### [Goal]
Please rewrite the records below as a numbered list, leaving out any blank lines.

### [Stored rows]
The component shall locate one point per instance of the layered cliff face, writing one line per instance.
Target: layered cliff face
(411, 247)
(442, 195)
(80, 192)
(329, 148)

### [Completed exercise]
1. The component shall locate one point per instance of the layered cliff face, writing one line per instance.
2. Target: layered cliff face
3. (411, 247)
4. (442, 195)
5. (80, 192)
6. (329, 148)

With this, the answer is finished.